Tasks to carry out:
A. In three sentences, summarize the discussion about Google tracking that appears before the listing.
B. Reproduce the passage of the discussion about Google tracking that opens with the words containing "Stats is hard?" and closes with "a realistic option.".
C. Carry on the discussion about Google tracking from the point where it stops, ignoring the listing.

Source text:
§
Beyond that, I am troubled by the spying on people. It occurs to me that even if I remove Google Analytics from my website, anyone coming to or going from my website will be subject to monitoring by Google. It's not exactly opt out.

Microtransactions are hard, though, that problem still hasn't been solved.


Website owners can still get most of their metrics without google the same way we did it before google existed: they can analyze their Apache/Nginx logfiles.

Stats is hard? Find some software that does if for you. Better yet, figure out how to do some of it yourself (it's not paritc8ularly hard). Or hire some statisticians. This way, you free your business from being dependent on a 3rd party.


> This type of technology is so intertwined in our daily lives that avoiding it isn't a realistic option.

That seems like somewhat of an apathetic attitude to have. Try living without internet for a week, or even a day. It isn't so bad.


Sounds great for a vacation. But considering I make a living talking to people who don't wear tinfoil hats, it's really not realistic to live the rest of my life disconnected from the net. I imagine the same goes for 99% of people on this site.
§
Supplied material:
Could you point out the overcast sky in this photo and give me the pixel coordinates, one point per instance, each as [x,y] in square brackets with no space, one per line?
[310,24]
§
The answers:
A. One commenter is troubled by Google's spying and notes that visitors to their website would still be monitored by Google even if Google Analytics were removed. Another says website owners can get most of their metrics without Google by analyzing their Apache or Nginx logfiles, which frees a business from depending on a third party. When told that living without the internet for a day or a week isn't so bad, a commenter replies that staying disconnected for life isn't realistic for someone who makes a living talking to people.

B.
Stats is hard? Find some software that does if for you. Better yet, figure out how to do some of it yourself (it's not paritc8ularly hard). Or hire some statisticians. This way, you free your business from being dependent on a 3rd party.


> This type of technology is so intertwined in our daily lives that avoiding it isn't a realistic option.

C.
That's a fair point, but I'm still willing to bet you could at the very least drastically reduce the amount of time you spend on the net if you wanted to.


I could dramatically reduce any number of things if I really wanted to. That doesn't make it practical though, since I don't want to, or I want to still partake in a modern civilization.

The better question to ask is "will being off the grid actually solve the problem?"

Because plenty of people aren't on the net in Syria, Iraq, Afgahnistan...still doesn't really work out.


Yeah; but it's not about how much time you spend on the net: simply owning a smartphone and using it sparingly exposes a lot of information.


I just read the book Two Cheers for Anarchism, where James Scott describes his experiences of "anarchist calisthenics". He suggests, slightly tongue-in-cheek, that practicing occasionally disobeying laws in minor ways like jaywalking could help develop a disobedience skill that he might need some day for an important moral reason.

I think in the same way that we who live in an exceptionally wealthy society often get little practice in giving things up, but that this practice might be beneficial. It's not a very original observation to notice how having so many resources and opportunities and conveniences available to us makes us feel more and more dependent and averse to every sort of inconvenience.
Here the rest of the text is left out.